*Exercise objective:*
How many lines in the data below contain the string "stone", with case counting? Give only the number.

[Rows of data for box annotation]
>>>

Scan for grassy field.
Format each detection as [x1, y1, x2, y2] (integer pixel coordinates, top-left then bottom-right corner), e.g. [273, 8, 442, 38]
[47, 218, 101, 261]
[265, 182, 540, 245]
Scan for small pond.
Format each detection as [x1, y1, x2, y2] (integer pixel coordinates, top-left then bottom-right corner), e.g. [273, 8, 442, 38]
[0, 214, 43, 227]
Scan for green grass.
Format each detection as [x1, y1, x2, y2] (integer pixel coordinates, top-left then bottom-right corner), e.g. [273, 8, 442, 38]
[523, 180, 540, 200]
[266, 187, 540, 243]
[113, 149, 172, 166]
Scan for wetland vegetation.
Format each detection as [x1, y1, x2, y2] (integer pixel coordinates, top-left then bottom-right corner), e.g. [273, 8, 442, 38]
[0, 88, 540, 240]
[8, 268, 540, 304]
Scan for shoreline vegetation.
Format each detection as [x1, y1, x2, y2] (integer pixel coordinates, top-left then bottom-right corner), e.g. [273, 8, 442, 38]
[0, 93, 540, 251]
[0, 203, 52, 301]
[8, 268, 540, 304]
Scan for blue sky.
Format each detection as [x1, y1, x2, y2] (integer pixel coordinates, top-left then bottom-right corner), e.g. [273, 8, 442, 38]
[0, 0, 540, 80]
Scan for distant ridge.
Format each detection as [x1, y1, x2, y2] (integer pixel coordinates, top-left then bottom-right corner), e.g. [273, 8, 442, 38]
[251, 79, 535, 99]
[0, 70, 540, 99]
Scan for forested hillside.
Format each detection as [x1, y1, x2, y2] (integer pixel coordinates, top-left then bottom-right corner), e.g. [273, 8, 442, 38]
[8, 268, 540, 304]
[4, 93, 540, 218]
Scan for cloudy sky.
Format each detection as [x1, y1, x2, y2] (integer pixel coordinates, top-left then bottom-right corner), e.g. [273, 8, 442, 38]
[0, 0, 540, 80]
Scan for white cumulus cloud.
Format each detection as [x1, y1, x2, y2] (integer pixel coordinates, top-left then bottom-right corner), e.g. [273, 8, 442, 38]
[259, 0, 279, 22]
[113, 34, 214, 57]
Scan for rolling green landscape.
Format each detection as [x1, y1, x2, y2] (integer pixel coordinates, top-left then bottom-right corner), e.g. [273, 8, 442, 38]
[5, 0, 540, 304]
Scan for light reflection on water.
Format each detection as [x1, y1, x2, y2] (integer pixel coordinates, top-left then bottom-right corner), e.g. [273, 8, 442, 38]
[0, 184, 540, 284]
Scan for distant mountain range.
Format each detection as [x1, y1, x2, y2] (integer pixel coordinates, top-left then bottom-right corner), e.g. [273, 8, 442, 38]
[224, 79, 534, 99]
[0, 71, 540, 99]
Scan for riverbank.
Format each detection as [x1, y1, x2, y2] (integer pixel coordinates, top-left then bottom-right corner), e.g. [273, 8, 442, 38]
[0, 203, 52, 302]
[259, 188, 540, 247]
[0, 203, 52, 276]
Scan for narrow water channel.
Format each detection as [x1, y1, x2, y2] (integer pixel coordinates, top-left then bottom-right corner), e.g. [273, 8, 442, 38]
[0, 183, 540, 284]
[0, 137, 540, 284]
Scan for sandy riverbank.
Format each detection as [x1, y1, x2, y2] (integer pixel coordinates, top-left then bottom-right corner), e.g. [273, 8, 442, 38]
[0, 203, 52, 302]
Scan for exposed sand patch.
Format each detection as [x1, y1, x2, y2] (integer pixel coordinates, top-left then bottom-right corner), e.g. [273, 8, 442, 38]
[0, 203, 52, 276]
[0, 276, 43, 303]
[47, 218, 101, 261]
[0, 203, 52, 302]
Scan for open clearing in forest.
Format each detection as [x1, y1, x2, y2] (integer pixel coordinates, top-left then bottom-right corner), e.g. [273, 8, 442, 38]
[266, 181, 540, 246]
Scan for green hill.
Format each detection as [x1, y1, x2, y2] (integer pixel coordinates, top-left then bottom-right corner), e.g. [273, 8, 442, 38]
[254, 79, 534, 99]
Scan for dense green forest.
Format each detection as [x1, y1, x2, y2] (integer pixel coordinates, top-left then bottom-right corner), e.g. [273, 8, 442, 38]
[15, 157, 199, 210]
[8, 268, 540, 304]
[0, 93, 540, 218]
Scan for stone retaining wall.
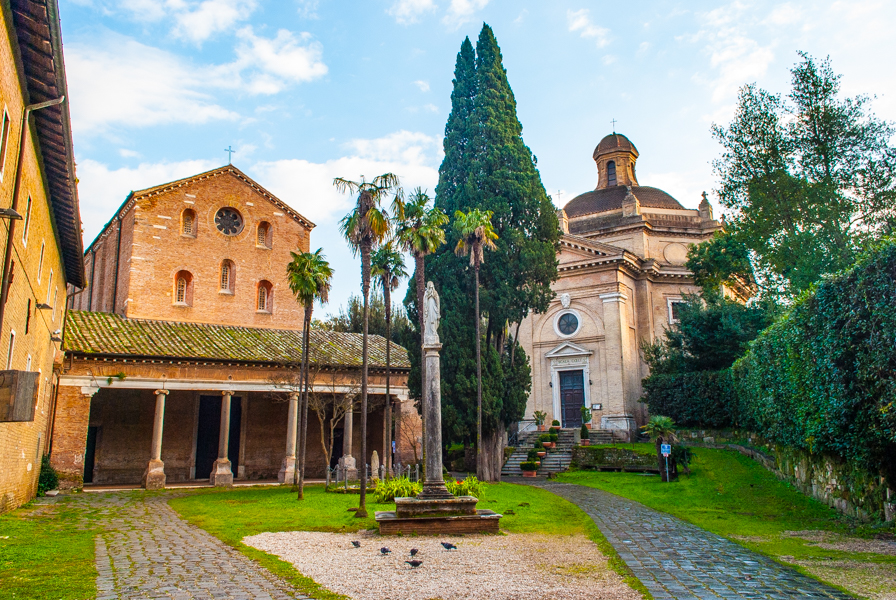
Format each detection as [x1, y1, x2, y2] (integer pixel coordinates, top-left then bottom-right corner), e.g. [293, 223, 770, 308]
[677, 429, 896, 521]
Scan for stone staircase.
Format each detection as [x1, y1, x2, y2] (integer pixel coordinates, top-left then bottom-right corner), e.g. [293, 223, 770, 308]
[501, 429, 613, 477]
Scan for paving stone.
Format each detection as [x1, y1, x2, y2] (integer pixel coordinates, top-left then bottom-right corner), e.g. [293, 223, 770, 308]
[522, 480, 851, 600]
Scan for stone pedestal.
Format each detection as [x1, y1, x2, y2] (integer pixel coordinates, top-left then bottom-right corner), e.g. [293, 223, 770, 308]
[143, 460, 165, 490]
[209, 458, 233, 487]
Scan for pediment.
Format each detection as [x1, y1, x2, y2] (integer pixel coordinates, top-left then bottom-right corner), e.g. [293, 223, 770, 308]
[544, 342, 594, 358]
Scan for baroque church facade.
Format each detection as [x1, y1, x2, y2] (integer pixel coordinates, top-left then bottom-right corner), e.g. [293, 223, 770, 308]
[57, 165, 419, 489]
[519, 132, 736, 438]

<<<

*Solution to this task:*
4